§ **EXCERPTED TEXT**:
■ ■ ■ ■

When we come back from another commercial break we see another Carol flashback of her in the woods, wiping the walker guts off of her after the fall of Terminus. She peers off into the distance at the black smoke, then keeps moving. In the present, Carol and Daryl help to life the shelf off of Noah, and after thanking them Noah panics and heads for the window. He begins to frantically look around the citsyscape muttering about how “they” heard the gunshots and would be looking for him. Daryl asks him who “they” are, and Noah reveals he’s from the hospital and after some prodding, that he knows Beth. Carol looks outside and sees a cross-marked station wagon patrolling the streets.
The three hurry downstairs and begin to slap together an exist strategy. Once they reach the lobby of the building, Noah falls and Daryl helps him up. Carol runs outside and is blindsided by the station wagon. Daryl tried to run after her but Noah holds him back insisting he let them take her. Noah tells Daryl that shell be okay because they have medicine, machines, and a doctor. He tells Daryl that they can get her back. He tells him they have people, guns, and that it’ll take a lot to get them back. Daryl retorts “So do we.”
The episode comes to close with Daryl lighting yet another fire to distract walkers so that he and Noah can take an abandoned box truck. The last scene we see is the two in the truck, Noah looking nervous and skeptical, and Daryl looking like he is on the verge of tears.
– Norman Reedus and Melissa McBride have some amazing chemistry onscreen together.
– Not a lot was said, but a lot was conveyed.
– While this episode could probably be filed under “filler,” it was incredibly enjoyable.
-Stunts and continuity maybe need to get a little more attention from the showrunners.
– Daryl has lost pretty much everything at this point. They always seem to rip it all away from right as he gets close to happiness.
– It was nice to see the two open up a bit more about their past, but really it was Carol that did all the talking.
– It was also nice to see Daryl trying to help himself. I think the separation and eventual death of Merle opened his eyes to a lot of things.
– With the group presumably about to head north with half thr group not knowing the truth about Eugene and Noah’s knowledge of a camp in Richmond, VA, it feels like we’re getting a farewell tour of Atlanta. A lot of the commercials during the show have been clips from previous seasons focusing on places we’ve been and things we’ve seen before. In this episode alone, we got to see Atlanta, the prison (sort of), the grove, and the woods outside Terminus. If and when Morgan joins the group, all narrative ties to Georgia will have been cut.
-Next week it’s FINALLY back to the main group.
8.5 out of 10 = Great.
It was a great episode with fan-favorites. There really wasn’t a whole lot to complain about. That van scene though…
+ Great acting from Reedus and McBride.
+ Everything that happened at the shelter.
+ Meaningful flash backs.
+ Noah is finally with the good guys.
– The van.
– Poor decision making by Daryl and Carol at times.

■ ■ ■ ■

§ **YOUR GOAL**:
What rating out of 10 does the episode review give?

[Referring-expression pointing data]
■ ■ ■ ■

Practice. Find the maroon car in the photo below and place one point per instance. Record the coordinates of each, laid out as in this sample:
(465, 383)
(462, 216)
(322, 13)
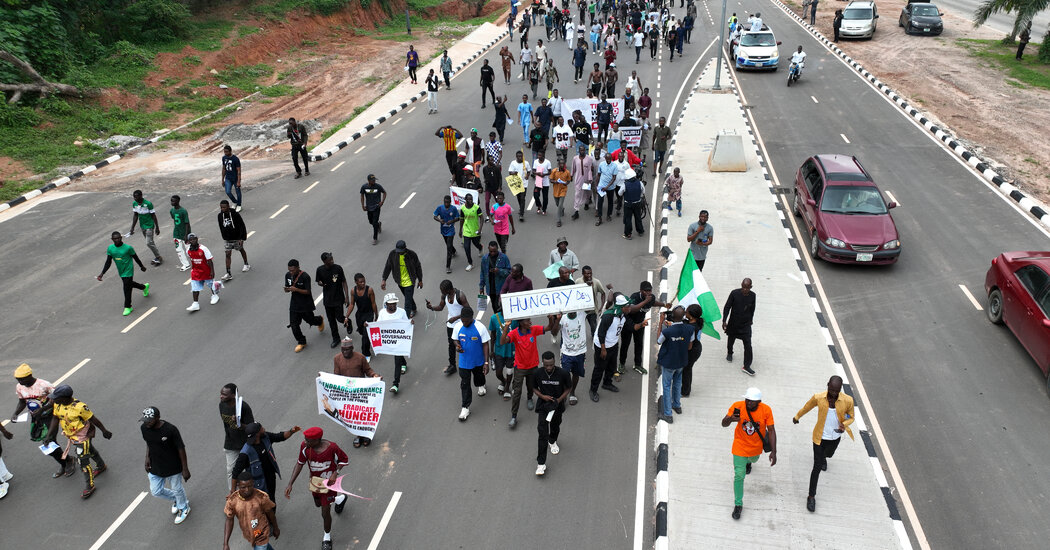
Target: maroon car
(1017, 284)
(847, 219)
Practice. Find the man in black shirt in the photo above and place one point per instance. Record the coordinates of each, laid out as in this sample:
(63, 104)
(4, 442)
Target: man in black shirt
(487, 77)
(233, 423)
(333, 282)
(373, 196)
(737, 316)
(166, 462)
(641, 302)
(300, 305)
(551, 386)
(256, 457)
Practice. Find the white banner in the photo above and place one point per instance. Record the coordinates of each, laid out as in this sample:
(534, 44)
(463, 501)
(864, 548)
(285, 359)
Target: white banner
(354, 403)
(547, 301)
(391, 337)
(589, 110)
(459, 195)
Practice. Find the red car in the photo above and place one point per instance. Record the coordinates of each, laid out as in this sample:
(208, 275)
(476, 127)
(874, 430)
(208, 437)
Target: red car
(847, 218)
(1019, 295)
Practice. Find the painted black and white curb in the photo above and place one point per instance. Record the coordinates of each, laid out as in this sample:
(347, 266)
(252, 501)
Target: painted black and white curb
(422, 93)
(865, 436)
(1036, 209)
(55, 184)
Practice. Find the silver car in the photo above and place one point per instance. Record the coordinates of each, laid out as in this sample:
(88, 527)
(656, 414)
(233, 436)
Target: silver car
(859, 20)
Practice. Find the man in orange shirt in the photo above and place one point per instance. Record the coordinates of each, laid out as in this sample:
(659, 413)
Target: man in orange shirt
(749, 438)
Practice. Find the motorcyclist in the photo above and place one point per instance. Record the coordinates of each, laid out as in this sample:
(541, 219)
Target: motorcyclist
(799, 59)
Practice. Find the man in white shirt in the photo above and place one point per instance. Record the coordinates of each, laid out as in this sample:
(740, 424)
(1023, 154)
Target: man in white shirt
(572, 330)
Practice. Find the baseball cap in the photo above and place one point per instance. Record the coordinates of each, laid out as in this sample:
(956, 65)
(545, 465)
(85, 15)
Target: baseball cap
(149, 414)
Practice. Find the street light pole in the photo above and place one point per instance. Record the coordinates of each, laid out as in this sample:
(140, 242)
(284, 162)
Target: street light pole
(721, 43)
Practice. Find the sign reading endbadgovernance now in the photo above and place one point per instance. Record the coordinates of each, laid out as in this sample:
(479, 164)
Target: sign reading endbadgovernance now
(547, 301)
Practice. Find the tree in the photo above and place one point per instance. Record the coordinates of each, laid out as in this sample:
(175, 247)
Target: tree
(1026, 11)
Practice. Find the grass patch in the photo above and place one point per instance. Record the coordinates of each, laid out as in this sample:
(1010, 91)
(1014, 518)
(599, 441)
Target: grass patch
(1027, 72)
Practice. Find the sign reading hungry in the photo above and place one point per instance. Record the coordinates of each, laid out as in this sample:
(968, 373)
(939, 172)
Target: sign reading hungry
(547, 301)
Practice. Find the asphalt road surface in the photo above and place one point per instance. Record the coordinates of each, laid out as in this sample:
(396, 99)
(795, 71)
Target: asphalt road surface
(960, 401)
(463, 485)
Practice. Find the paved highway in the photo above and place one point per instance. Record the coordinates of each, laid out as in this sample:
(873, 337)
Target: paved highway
(464, 485)
(960, 401)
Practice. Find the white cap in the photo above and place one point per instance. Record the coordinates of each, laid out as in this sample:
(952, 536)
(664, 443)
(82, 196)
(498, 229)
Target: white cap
(753, 394)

■ ■ ■ ■

§ **YOUR SOLUTION**:
8.5 out of 10, which it calls "Great."